- _TEXT EXTRACT_:
Thousands of citizens gathered to demonstrate against Egyptian President Muhammad Morsi and the Muslim Brotherhood on Tahrir Square on June 28.
Thousands of protesters have gathered in Cairo's Tahrir Square to demand the resignation of Egypt's Islamist-backed President Muhammad Morsi and new elections.

Protesters waved Egyptian flags and chanted "Leave, Morsi!"

"We are now at a point where it's either us or them," anti-Morsi protester Alia Khaled told Reuters. "If people give up too easily today, then everyone will go home and it would be as if nothing had happened. And we can't let our country slip away."

On the other side of the city, thousands of Morsi supporters staged a rival rally near the presidential palace. Morsi supporters have vowed to defend the presidential palace if it is attacked by anti-Morsi crowds.

Some of his supporters wore homemade body armor and carried shields and clubs, saying that was a precautionary measure against possible violence.

Egypt’s powerful military has warned it is ready to intervene to control any major unrest.

June 30 marks the one-year anniversary of Morsi taking office as Egypt’s first democratically elected president.

The protest movement says it has collected 22 million signatures of people who want Morsi to resign.

The opposition says Morsi has squandered the opportunity to implement democratic reforms and has instead handed power to the Muslim Brotherhood.

Egypt’s economy has been struggling and inflation soared since Morsi took office last year. The country’s vital tourism sector has been hit especially hard.

On June 29, at least eight lawmakers resigned from the Islamist-dominated parliament to protest Morsi’s policies.

Morsi has already vowed he has no intention of resigning. The president's supporters accuse the opposition of using undemocratic means to force change.

Eight people, including an American, have been reported killed during violence across Egypt in the past week.

- _RECORDS_:
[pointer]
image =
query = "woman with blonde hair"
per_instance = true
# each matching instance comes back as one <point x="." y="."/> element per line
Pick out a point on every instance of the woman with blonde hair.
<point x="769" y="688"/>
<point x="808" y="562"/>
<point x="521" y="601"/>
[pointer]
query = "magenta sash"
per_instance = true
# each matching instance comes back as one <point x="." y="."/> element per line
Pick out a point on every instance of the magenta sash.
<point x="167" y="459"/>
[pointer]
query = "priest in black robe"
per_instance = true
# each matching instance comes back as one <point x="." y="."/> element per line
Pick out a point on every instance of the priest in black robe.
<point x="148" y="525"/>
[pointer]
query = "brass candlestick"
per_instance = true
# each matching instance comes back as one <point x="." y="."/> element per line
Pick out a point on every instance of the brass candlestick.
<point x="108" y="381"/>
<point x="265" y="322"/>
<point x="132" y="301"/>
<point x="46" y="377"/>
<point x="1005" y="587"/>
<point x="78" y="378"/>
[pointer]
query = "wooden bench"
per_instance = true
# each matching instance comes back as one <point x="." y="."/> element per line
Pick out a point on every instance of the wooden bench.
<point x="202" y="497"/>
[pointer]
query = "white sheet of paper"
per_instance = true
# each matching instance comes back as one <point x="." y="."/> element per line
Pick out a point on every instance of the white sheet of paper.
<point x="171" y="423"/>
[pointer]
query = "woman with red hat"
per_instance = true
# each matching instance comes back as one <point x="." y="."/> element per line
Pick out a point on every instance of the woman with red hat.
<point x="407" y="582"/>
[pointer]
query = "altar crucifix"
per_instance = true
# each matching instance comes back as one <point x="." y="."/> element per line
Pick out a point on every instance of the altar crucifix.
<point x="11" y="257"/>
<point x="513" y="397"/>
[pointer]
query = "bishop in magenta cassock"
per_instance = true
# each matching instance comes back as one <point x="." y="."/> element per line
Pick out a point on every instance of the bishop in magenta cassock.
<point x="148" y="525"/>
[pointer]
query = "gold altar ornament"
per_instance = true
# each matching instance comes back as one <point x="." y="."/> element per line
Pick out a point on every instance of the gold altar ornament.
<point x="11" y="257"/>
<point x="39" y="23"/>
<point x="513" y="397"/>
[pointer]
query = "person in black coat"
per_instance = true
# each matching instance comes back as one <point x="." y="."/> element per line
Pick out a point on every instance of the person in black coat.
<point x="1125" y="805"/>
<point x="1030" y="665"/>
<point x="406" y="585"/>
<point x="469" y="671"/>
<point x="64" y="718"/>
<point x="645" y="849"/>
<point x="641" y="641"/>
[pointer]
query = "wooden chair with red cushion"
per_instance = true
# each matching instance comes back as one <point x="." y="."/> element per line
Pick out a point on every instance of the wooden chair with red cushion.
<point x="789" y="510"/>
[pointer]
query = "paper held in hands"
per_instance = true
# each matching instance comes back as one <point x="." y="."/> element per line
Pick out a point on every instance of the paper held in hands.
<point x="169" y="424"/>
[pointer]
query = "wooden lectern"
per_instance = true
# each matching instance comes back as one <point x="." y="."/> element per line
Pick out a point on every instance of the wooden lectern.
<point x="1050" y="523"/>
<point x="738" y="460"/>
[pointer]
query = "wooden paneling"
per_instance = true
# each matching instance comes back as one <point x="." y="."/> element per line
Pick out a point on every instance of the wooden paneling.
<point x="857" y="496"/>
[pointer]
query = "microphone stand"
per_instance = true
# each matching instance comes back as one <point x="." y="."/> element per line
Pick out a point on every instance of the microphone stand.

- _REQUIREMENTS_: According to the text about the Tahrir Square protests, how many signatures does the protest movement say it has collected from people who want Morsi to resign? Rely solely on the text about the Tahrir Square protests for what follows, not on the records.

- _RESULT_: 22 million signatures.